Stated problem
Turn everything in the data from the line containing "find woman in red" down to the end into a numbered list, skipping blank lines. Leave the pictures out.

Record excerpts
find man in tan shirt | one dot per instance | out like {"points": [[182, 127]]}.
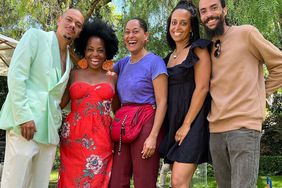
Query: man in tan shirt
{"points": [[239, 92]]}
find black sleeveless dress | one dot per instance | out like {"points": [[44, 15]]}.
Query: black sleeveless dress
{"points": [[181, 85]]}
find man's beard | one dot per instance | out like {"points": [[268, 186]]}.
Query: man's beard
{"points": [[218, 30]]}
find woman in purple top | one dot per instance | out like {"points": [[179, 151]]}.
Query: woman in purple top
{"points": [[142, 79]]}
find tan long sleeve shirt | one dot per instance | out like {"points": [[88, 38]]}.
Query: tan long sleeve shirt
{"points": [[238, 87]]}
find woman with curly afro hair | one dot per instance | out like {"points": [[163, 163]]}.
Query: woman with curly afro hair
{"points": [[86, 148]]}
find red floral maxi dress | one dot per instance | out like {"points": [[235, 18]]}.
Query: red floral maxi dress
{"points": [[86, 148]]}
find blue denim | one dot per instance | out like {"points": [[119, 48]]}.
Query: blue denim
{"points": [[235, 156]]}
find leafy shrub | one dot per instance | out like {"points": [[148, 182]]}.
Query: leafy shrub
{"points": [[271, 140], [270, 166]]}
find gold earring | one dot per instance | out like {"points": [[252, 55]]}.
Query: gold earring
{"points": [[108, 65], [82, 64]]}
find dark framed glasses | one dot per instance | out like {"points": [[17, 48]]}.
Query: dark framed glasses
{"points": [[217, 46]]}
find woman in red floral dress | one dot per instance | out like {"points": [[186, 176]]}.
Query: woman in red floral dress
{"points": [[86, 148]]}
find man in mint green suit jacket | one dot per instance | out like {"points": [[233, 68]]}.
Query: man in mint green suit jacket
{"points": [[37, 77]]}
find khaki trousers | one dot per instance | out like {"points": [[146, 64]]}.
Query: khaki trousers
{"points": [[27, 164]]}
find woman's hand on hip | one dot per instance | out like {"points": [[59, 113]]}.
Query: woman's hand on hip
{"points": [[181, 133], [149, 147]]}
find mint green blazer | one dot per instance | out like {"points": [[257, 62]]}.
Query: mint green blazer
{"points": [[36, 86]]}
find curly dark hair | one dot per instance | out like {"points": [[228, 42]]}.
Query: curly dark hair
{"points": [[97, 28], [186, 5]]}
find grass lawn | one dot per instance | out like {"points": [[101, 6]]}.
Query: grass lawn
{"points": [[261, 183]]}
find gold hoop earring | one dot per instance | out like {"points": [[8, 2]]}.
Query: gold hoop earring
{"points": [[82, 64]]}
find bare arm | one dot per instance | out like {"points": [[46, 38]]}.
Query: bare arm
{"points": [[116, 101], [202, 78], [66, 96], [160, 89]]}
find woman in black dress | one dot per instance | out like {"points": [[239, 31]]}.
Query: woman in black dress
{"points": [[186, 143]]}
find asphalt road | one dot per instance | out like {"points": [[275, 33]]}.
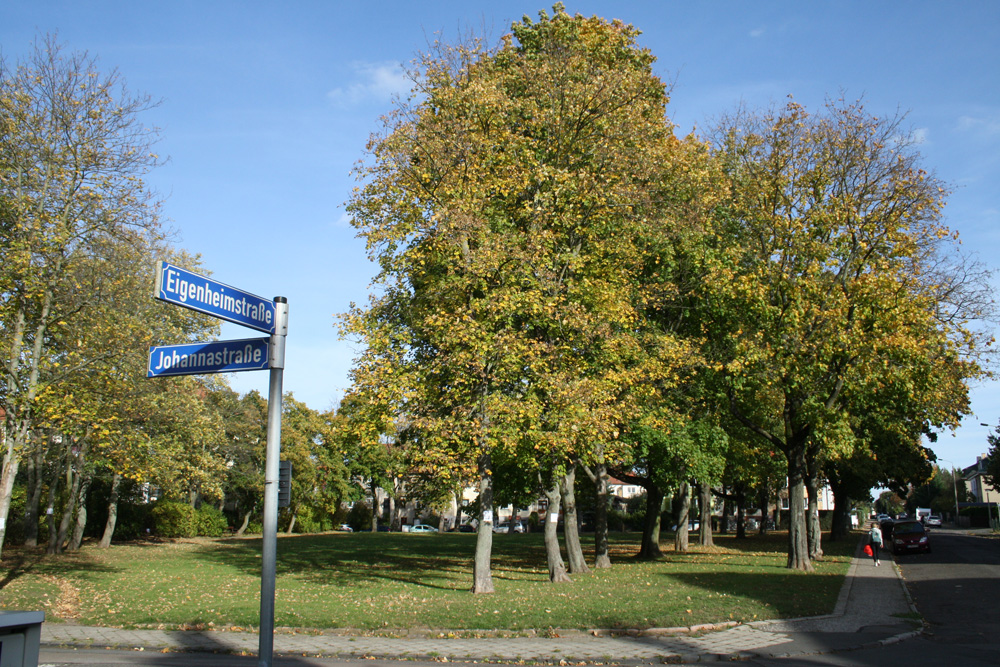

Task result
1. find woman in red floral dress | one dot per instance | out like {"points": [[186, 176]]}.
2. Query: woman in red floral dress
3. {"points": [[86, 148]]}
4. find man in mint green suit jacket | one dot per instance | out like {"points": [[233, 68]]}.
5. Query: man in mint green suit jacket
6. {"points": [[37, 77]]}
7. find khaki trousers | one dot per instance | out like {"points": [[146, 64]]}.
8. Query: khaki trousers
9. {"points": [[27, 164]]}
10. find woman's hand on hip | one dot per instance | out like {"points": [[59, 113]]}.
11. Query: woman's hand on hip
12. {"points": [[181, 133], [149, 147]]}
13. find mint green blazer | one dot per instance | out like {"points": [[257, 62]]}.
14. Query: mint green blazer
15. {"points": [[36, 86]]}
16. find curly dark hair | one dot per instance | out like {"points": [[228, 42]]}.
17. Query: curly dark hair
18. {"points": [[97, 28], [186, 5]]}
19. find grass lawn | one dot per instance | out like {"points": [[101, 6]]}.
20. Query: grass lawn
21. {"points": [[261, 183]]}
22. find gold hoop earring | one dot per instance | out like {"points": [[8, 2]]}.
23. Query: gold hoop earring
24. {"points": [[82, 64]]}
25. find bare arm | one dot per instance | out like {"points": [[46, 38]]}.
26. Query: bare arm
27. {"points": [[116, 101], [202, 78], [66, 96], [160, 89]]}
28. find woman in black dress | one dot per instance | out like {"points": [[239, 31]]}.
29. Query: woman in black dress
30. {"points": [[186, 143]]}
31. find asphalt road | one dot per instance | out like {"points": [[275, 33]]}.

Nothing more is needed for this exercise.